● WORK TO COMPLETE: Repeat exactly, and only, the lines from the one containing "Radiology assistant, locate the white door" through the end of the records.

● Saved data entries:

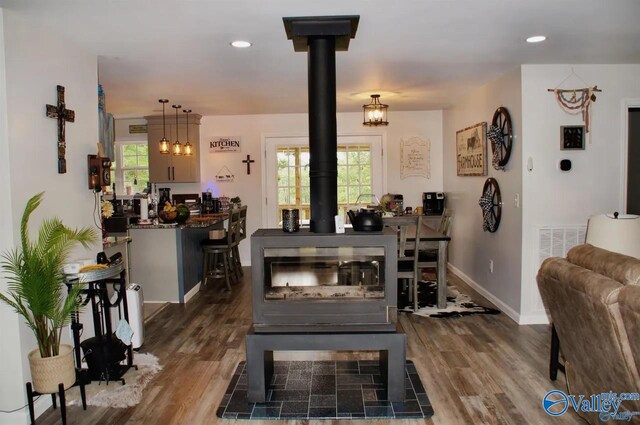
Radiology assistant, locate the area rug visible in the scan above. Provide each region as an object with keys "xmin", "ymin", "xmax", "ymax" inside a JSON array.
[
  {"xmin": 67, "ymin": 353, "xmax": 162, "ymax": 408},
  {"xmin": 216, "ymin": 360, "xmax": 434, "ymax": 420},
  {"xmin": 399, "ymin": 280, "xmax": 501, "ymax": 318}
]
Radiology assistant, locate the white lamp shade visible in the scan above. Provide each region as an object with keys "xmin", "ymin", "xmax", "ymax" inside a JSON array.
[{"xmin": 586, "ymin": 213, "xmax": 640, "ymax": 258}]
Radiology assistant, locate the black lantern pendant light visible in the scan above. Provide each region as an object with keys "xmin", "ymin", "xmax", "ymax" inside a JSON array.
[
  {"xmin": 182, "ymin": 109, "xmax": 193, "ymax": 156},
  {"xmin": 362, "ymin": 94, "xmax": 389, "ymax": 126},
  {"xmin": 172, "ymin": 104, "xmax": 182, "ymax": 156},
  {"xmin": 158, "ymin": 99, "xmax": 170, "ymax": 154}
]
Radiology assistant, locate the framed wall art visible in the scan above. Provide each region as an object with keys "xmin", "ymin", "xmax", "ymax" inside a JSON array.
[
  {"xmin": 400, "ymin": 137, "xmax": 431, "ymax": 179},
  {"xmin": 560, "ymin": 125, "xmax": 585, "ymax": 150},
  {"xmin": 456, "ymin": 122, "xmax": 487, "ymax": 176}
]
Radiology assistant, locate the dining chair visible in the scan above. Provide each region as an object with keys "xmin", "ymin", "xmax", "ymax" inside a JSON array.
[
  {"xmin": 201, "ymin": 208, "xmax": 242, "ymax": 291},
  {"xmin": 437, "ymin": 208, "xmax": 454, "ymax": 235},
  {"xmin": 385, "ymin": 215, "xmax": 422, "ymax": 311},
  {"xmin": 416, "ymin": 209, "xmax": 454, "ymax": 281}
]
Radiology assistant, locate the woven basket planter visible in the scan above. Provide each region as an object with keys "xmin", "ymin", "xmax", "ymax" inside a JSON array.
[{"xmin": 28, "ymin": 344, "xmax": 75, "ymax": 394}]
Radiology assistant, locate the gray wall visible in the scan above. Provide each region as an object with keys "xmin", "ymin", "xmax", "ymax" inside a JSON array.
[{"xmin": 442, "ymin": 67, "xmax": 523, "ymax": 320}]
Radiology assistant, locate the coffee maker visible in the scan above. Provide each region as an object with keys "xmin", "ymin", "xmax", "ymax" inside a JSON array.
[
  {"xmin": 201, "ymin": 192, "xmax": 221, "ymax": 214},
  {"xmin": 422, "ymin": 192, "xmax": 445, "ymax": 216},
  {"xmin": 158, "ymin": 188, "xmax": 171, "ymax": 206}
]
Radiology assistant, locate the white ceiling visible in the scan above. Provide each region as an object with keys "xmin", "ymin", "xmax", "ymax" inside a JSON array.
[{"xmin": 2, "ymin": 0, "xmax": 640, "ymax": 118}]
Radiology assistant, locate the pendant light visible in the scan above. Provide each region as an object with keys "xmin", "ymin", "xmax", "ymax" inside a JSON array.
[
  {"xmin": 158, "ymin": 99, "xmax": 170, "ymax": 154},
  {"xmin": 182, "ymin": 109, "xmax": 193, "ymax": 156},
  {"xmin": 172, "ymin": 104, "xmax": 182, "ymax": 156},
  {"xmin": 362, "ymin": 94, "xmax": 389, "ymax": 126}
]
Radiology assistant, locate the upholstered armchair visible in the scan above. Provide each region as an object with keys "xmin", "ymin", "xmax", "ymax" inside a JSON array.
[{"xmin": 537, "ymin": 244, "xmax": 640, "ymax": 424}]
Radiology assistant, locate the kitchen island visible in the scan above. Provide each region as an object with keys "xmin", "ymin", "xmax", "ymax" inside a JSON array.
[
  {"xmin": 103, "ymin": 236, "xmax": 132, "ymax": 284},
  {"xmin": 128, "ymin": 214, "xmax": 226, "ymax": 303}
]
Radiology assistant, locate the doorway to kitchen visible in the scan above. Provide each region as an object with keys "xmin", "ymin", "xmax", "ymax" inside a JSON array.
[{"xmin": 262, "ymin": 134, "xmax": 385, "ymax": 227}]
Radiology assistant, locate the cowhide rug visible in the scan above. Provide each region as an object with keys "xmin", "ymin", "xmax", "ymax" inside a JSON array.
[
  {"xmin": 66, "ymin": 353, "xmax": 162, "ymax": 408},
  {"xmin": 399, "ymin": 280, "xmax": 501, "ymax": 318}
]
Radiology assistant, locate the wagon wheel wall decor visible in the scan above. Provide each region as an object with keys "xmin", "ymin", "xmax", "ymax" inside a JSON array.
[
  {"xmin": 487, "ymin": 107, "xmax": 513, "ymax": 170},
  {"xmin": 478, "ymin": 177, "xmax": 502, "ymax": 232}
]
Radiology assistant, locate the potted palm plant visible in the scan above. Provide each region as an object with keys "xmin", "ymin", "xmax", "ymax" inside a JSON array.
[{"xmin": 0, "ymin": 192, "xmax": 97, "ymax": 393}]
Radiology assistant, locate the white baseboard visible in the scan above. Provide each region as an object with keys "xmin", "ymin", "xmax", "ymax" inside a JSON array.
[
  {"xmin": 33, "ymin": 395, "xmax": 51, "ymax": 422},
  {"xmin": 183, "ymin": 282, "xmax": 201, "ymax": 303},
  {"xmin": 144, "ymin": 300, "xmax": 179, "ymax": 303},
  {"xmin": 518, "ymin": 312, "xmax": 551, "ymax": 325},
  {"xmin": 448, "ymin": 264, "xmax": 521, "ymax": 324},
  {"xmin": 0, "ymin": 393, "xmax": 53, "ymax": 425}
]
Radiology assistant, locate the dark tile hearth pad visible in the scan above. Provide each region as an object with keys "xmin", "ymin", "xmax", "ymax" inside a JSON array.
[{"xmin": 217, "ymin": 360, "xmax": 434, "ymax": 420}]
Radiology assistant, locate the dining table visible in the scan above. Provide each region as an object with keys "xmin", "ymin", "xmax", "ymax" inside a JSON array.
[{"xmin": 383, "ymin": 216, "xmax": 451, "ymax": 309}]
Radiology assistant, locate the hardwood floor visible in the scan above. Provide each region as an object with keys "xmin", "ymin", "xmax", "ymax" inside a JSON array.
[{"xmin": 39, "ymin": 270, "xmax": 584, "ymax": 425}]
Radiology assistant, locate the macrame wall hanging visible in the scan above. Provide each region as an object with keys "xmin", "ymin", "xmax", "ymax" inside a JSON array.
[{"xmin": 547, "ymin": 69, "xmax": 602, "ymax": 139}]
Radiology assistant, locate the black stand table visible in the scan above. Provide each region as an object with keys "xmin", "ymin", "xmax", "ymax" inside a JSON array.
[
  {"xmin": 65, "ymin": 263, "xmax": 134, "ymax": 384},
  {"xmin": 25, "ymin": 264, "xmax": 135, "ymax": 425}
]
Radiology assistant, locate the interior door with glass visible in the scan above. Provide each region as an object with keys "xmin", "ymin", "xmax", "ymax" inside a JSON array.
[{"xmin": 264, "ymin": 134, "xmax": 384, "ymax": 227}]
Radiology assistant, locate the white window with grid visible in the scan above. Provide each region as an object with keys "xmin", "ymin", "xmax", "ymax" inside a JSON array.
[
  {"xmin": 264, "ymin": 134, "xmax": 385, "ymax": 227},
  {"xmin": 114, "ymin": 141, "xmax": 149, "ymax": 194}
]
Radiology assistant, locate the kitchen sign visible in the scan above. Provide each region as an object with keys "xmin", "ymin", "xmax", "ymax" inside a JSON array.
[
  {"xmin": 209, "ymin": 136, "xmax": 241, "ymax": 153},
  {"xmin": 128, "ymin": 124, "xmax": 147, "ymax": 134}
]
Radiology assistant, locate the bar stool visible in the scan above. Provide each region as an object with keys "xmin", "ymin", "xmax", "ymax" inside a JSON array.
[
  {"xmin": 201, "ymin": 208, "xmax": 241, "ymax": 291},
  {"xmin": 232, "ymin": 206, "xmax": 247, "ymax": 277}
]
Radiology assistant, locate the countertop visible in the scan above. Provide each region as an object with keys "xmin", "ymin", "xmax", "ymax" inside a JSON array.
[
  {"xmin": 128, "ymin": 213, "xmax": 227, "ymax": 230},
  {"xmin": 102, "ymin": 236, "xmax": 131, "ymax": 249}
]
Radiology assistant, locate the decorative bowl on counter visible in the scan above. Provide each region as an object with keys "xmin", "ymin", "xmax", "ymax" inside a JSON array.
[
  {"xmin": 158, "ymin": 209, "xmax": 178, "ymax": 223},
  {"xmin": 174, "ymin": 204, "xmax": 191, "ymax": 224}
]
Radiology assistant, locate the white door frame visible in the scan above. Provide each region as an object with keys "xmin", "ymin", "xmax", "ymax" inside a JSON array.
[
  {"xmin": 619, "ymin": 99, "xmax": 640, "ymax": 213},
  {"xmin": 260, "ymin": 132, "xmax": 388, "ymax": 228}
]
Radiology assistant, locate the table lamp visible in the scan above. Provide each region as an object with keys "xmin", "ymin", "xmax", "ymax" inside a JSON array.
[{"xmin": 585, "ymin": 212, "xmax": 640, "ymax": 258}]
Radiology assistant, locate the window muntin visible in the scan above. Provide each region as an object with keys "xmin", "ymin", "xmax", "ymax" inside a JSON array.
[{"xmin": 276, "ymin": 145, "xmax": 372, "ymax": 221}]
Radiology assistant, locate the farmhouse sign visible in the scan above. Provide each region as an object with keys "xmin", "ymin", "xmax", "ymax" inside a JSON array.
[
  {"xmin": 209, "ymin": 136, "xmax": 241, "ymax": 153},
  {"xmin": 456, "ymin": 122, "xmax": 487, "ymax": 176}
]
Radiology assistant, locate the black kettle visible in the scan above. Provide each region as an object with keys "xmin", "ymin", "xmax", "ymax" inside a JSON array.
[{"xmin": 347, "ymin": 208, "xmax": 384, "ymax": 232}]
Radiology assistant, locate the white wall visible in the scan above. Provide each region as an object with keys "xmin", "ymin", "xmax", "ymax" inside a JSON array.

● YOUR SOLUTION:
Radiology assistant, locate the white door frame visible in the scan above. Provide each region as an object with keys "xmin", "ymin", "xmax", "ymax" inside a JSON array.
[
  {"xmin": 619, "ymin": 99, "xmax": 640, "ymax": 213},
  {"xmin": 260, "ymin": 132, "xmax": 388, "ymax": 228}
]
Radiology assistant, locate the table lamp visible in the scan above. Provide each region as an object with keys "xmin", "ymin", "xmax", "ymax" inside a JSON array.
[{"xmin": 585, "ymin": 212, "xmax": 640, "ymax": 258}]
Radiology assistant, locate the window muntin visible in the scan above. Provide each region as an object with keys "xmin", "ymin", "xmax", "ymax" inside a JSON array.
[{"xmin": 276, "ymin": 145, "xmax": 372, "ymax": 221}]
Radiology assistant, locate the farmhouse sign visible in the scan above. Provide each region as an object with keys "xmin", "ymin", "xmax", "ymax" inside a JSON array.
[
  {"xmin": 209, "ymin": 136, "xmax": 241, "ymax": 153},
  {"xmin": 456, "ymin": 122, "xmax": 487, "ymax": 176}
]
Radiology assistant, locate the black kettle visible in the scan above. Provide each region as an object with keys "xmin", "ymin", "xmax", "ymax" inside a JSON array.
[{"xmin": 347, "ymin": 208, "xmax": 384, "ymax": 232}]
Radiology assistant, locate the white wall visible in the scan above. Provide each region as an object with keys "xmin", "ymin", "xmax", "ymax" inside a JSON array.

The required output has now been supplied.